─── Given data ───

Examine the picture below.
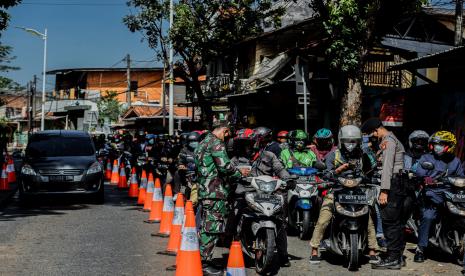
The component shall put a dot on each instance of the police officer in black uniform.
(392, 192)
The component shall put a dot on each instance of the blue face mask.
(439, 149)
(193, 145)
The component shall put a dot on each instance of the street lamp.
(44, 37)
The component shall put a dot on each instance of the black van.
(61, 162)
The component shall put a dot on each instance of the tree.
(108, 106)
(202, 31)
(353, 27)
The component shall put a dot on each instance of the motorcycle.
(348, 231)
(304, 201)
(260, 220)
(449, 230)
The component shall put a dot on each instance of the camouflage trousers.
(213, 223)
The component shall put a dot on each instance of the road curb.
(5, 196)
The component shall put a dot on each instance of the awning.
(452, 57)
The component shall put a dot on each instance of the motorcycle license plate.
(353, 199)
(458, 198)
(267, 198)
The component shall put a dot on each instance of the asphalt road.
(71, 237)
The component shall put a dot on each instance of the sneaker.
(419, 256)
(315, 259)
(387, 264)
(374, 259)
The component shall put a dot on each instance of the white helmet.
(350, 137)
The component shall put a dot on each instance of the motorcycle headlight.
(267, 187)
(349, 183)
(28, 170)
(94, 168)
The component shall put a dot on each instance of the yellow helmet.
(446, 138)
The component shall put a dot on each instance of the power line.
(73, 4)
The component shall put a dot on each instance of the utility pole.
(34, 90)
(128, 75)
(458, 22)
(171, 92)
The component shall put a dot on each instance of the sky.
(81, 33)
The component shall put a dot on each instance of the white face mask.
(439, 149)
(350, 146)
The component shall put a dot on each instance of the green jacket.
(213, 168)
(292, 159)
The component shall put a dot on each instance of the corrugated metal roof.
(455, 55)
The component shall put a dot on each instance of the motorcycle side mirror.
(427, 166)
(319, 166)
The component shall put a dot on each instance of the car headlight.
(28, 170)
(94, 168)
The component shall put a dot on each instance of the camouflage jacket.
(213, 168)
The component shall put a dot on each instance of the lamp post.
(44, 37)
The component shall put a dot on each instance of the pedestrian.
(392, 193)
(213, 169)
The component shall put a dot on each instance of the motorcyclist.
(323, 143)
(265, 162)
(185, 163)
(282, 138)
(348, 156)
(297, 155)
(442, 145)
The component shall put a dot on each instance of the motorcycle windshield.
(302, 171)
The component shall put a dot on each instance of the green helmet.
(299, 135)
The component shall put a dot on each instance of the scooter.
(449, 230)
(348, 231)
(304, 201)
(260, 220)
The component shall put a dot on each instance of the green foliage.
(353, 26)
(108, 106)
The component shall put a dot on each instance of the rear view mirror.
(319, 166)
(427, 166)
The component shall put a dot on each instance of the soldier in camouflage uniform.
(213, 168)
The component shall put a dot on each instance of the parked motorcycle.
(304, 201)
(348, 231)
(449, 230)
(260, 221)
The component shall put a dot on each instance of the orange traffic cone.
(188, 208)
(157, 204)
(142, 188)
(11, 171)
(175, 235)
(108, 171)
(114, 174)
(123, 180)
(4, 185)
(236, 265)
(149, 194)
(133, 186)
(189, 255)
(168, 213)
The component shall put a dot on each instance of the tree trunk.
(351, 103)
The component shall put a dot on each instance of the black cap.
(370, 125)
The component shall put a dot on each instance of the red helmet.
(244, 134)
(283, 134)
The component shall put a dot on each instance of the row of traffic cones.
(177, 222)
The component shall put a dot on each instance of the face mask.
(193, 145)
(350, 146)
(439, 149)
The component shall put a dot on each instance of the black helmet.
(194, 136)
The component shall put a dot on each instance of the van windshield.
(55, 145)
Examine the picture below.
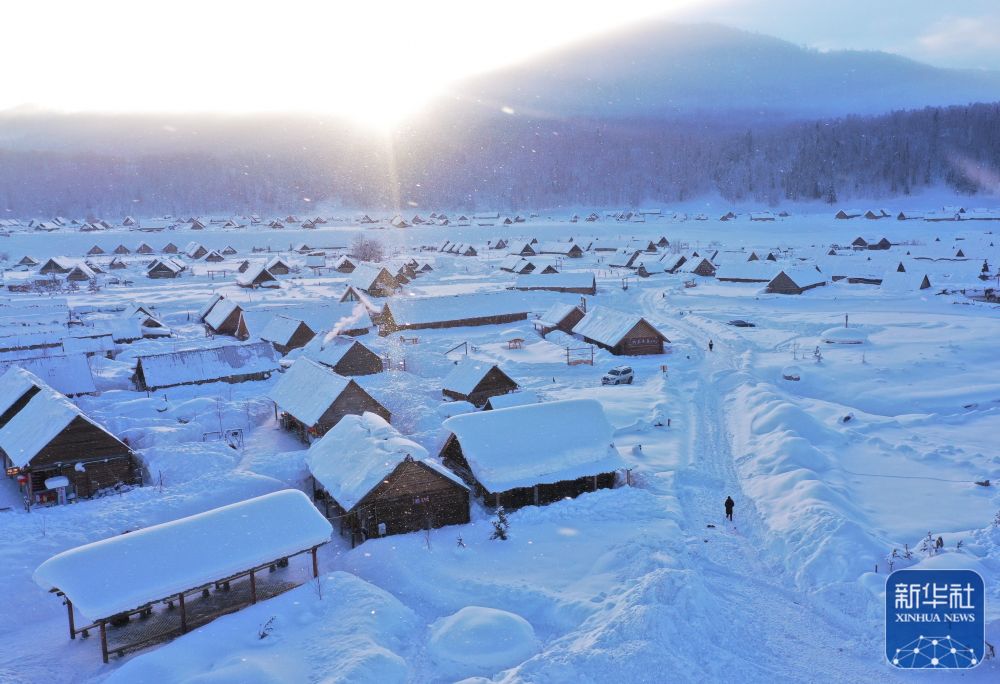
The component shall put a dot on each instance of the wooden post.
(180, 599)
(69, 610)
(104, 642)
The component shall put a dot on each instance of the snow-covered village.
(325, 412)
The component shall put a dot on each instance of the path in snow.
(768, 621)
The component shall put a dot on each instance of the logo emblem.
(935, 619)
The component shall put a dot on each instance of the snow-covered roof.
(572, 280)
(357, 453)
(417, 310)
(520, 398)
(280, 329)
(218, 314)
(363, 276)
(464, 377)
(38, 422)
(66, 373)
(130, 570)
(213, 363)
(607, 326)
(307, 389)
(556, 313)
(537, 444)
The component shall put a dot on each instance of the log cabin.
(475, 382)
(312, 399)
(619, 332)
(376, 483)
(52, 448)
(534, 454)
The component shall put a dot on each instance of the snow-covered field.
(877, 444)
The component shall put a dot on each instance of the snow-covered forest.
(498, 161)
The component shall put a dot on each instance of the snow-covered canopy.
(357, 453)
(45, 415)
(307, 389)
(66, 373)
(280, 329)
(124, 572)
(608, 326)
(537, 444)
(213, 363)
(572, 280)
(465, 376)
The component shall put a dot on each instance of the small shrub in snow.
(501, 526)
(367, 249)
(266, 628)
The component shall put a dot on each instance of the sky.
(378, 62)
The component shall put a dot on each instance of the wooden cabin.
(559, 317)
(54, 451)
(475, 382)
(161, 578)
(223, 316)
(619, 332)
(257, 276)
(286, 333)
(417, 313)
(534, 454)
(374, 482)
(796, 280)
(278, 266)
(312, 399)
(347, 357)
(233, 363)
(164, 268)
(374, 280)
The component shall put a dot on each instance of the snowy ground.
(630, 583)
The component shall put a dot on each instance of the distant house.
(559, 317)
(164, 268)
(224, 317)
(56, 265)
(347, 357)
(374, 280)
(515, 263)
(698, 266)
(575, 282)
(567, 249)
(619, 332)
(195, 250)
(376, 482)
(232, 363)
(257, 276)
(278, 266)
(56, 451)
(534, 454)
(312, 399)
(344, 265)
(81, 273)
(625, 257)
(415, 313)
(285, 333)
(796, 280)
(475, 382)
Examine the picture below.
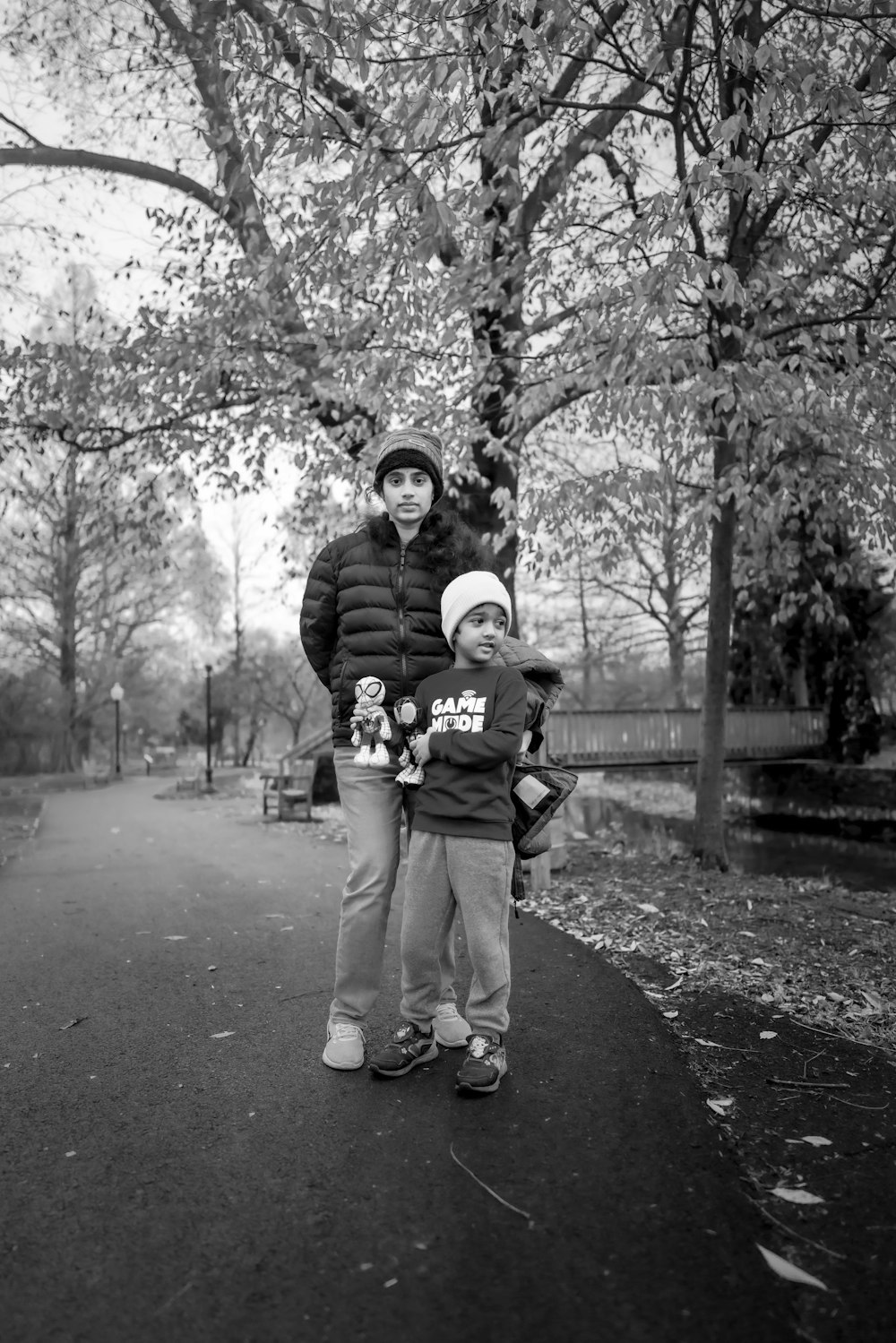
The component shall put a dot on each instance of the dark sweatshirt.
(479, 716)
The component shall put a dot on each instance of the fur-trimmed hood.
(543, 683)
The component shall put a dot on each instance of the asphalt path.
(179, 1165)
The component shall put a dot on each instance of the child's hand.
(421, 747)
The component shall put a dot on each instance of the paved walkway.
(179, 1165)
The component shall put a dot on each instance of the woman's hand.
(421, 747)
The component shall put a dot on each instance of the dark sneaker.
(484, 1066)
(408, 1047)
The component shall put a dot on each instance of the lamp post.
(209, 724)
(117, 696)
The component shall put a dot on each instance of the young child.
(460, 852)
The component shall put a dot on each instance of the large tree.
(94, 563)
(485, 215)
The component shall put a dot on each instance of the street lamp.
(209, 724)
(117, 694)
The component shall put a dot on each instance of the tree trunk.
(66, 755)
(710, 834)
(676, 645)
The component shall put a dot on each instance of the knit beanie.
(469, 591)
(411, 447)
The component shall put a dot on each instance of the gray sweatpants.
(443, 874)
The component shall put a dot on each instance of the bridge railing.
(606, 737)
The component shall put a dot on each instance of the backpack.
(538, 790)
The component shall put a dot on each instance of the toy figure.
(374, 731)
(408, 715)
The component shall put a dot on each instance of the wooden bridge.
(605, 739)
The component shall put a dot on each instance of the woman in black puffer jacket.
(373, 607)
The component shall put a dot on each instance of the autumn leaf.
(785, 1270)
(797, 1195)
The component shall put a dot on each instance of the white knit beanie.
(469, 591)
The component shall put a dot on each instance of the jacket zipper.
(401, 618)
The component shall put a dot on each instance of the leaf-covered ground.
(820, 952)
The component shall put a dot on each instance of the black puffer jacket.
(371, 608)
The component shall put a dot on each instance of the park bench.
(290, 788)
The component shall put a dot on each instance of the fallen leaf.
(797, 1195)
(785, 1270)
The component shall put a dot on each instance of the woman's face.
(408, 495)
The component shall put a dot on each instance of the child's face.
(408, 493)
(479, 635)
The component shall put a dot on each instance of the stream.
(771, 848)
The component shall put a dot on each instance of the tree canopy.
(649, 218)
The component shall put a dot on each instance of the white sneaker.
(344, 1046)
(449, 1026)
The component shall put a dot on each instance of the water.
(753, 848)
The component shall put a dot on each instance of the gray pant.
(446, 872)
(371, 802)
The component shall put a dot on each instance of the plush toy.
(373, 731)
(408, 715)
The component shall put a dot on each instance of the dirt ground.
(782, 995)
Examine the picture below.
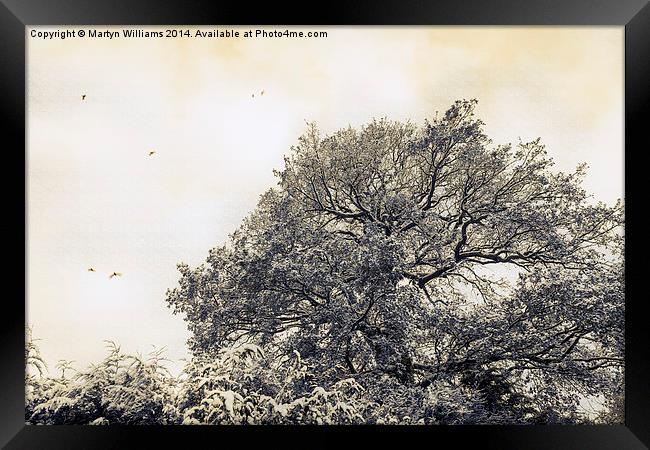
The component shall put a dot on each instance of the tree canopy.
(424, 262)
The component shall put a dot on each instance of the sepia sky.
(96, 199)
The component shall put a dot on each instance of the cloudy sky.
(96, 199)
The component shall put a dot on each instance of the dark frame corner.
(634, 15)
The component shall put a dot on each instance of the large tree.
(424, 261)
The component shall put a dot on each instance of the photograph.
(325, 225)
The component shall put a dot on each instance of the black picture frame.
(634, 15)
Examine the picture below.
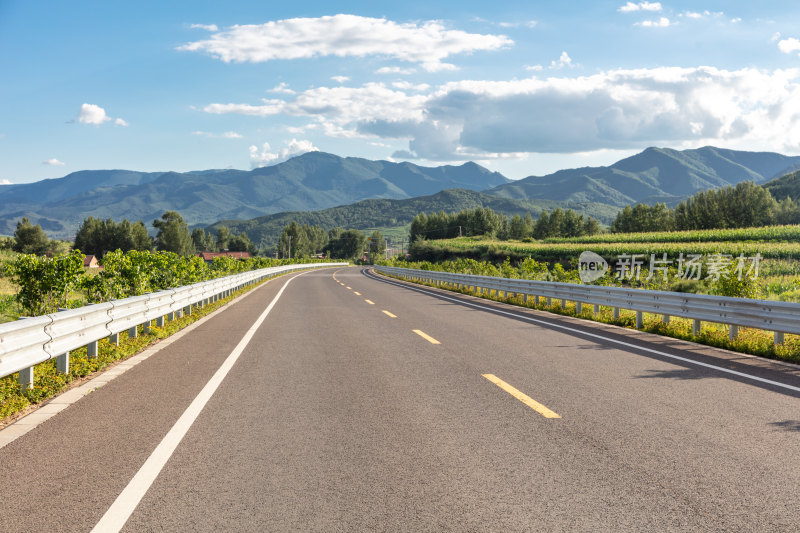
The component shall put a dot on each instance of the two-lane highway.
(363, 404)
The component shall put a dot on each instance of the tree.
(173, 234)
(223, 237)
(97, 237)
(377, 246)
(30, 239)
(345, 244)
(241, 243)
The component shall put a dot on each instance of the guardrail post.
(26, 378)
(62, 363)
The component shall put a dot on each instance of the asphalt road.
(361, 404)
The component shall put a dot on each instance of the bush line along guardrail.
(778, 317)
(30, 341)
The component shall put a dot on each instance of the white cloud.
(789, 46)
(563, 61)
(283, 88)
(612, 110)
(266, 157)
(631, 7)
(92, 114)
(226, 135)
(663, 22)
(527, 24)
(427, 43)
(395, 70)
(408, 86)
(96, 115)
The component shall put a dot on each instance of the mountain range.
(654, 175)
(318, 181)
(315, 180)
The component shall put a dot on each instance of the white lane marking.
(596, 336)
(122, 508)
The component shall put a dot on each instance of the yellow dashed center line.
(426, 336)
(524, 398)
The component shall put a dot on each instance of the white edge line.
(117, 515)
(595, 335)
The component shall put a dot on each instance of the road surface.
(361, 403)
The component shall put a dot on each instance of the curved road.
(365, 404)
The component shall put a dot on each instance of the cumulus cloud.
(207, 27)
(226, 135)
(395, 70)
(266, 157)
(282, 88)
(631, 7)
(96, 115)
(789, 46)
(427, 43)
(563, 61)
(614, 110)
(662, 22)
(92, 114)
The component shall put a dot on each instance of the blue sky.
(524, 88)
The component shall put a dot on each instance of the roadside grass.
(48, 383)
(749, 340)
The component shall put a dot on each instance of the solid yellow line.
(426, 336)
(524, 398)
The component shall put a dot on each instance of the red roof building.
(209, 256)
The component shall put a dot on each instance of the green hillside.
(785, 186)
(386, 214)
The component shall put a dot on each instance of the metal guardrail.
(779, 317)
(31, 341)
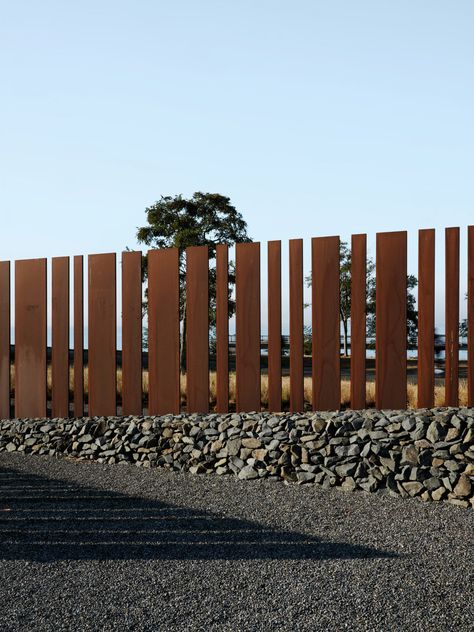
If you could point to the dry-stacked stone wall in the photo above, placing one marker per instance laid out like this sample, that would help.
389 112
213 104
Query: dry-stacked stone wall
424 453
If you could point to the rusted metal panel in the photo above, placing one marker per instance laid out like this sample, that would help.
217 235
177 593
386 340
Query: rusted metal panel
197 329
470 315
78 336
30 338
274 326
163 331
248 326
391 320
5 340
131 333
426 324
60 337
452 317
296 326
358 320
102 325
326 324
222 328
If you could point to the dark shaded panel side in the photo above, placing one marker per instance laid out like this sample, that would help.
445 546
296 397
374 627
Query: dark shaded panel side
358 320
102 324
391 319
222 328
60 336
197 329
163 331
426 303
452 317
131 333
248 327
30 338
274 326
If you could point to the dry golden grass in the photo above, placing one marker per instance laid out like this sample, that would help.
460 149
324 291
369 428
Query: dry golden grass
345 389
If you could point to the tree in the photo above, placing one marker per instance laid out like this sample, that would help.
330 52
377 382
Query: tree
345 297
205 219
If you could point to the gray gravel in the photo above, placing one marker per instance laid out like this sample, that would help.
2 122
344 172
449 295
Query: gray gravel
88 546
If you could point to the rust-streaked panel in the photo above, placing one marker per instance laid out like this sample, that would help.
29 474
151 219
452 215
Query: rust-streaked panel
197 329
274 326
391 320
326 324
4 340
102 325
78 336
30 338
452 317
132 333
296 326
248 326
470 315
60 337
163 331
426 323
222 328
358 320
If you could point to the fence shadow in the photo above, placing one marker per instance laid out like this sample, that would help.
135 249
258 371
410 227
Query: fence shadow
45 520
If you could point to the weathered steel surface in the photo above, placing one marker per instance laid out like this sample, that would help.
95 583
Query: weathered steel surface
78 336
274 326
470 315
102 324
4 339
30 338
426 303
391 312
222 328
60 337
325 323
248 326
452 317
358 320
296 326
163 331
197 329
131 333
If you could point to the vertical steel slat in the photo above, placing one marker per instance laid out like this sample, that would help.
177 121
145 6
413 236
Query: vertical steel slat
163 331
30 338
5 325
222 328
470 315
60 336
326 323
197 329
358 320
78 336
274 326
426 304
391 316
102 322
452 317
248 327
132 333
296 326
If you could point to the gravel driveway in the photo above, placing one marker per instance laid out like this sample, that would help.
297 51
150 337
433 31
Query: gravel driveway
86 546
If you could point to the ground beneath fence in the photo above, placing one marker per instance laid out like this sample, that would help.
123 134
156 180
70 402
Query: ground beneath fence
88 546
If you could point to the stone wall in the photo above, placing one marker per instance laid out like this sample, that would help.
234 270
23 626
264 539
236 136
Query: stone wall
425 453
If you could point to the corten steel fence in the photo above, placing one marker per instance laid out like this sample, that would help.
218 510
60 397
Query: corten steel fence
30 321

───

Reproduce, word for word, only the lines from the one that contains "If you could point to the gravel" through the final line.

Response to this exercise:
If you could point to the gravel driveway in the photo above, placing one marker per instance laid out like this sample, that would help.
297 51
150 337
433 31
Query: gravel driveway
86 546
If you could point to the ground beneath fence in the photo above, placing one marker per instance laid out like this sample, that would help.
123 134
156 180
70 402
Query: ground beneath fence
88 546
If you could point to the stone wall in the photo above, placing one marker per instance laid out like this sample, that would help.
234 270
23 626
264 539
236 136
Query: stone wall
425 453
If you could point to the corten steel fence in the photo above, placing one marker per instance laid out like this sample, that would help.
218 510
60 397
Query: corten steel fence
30 321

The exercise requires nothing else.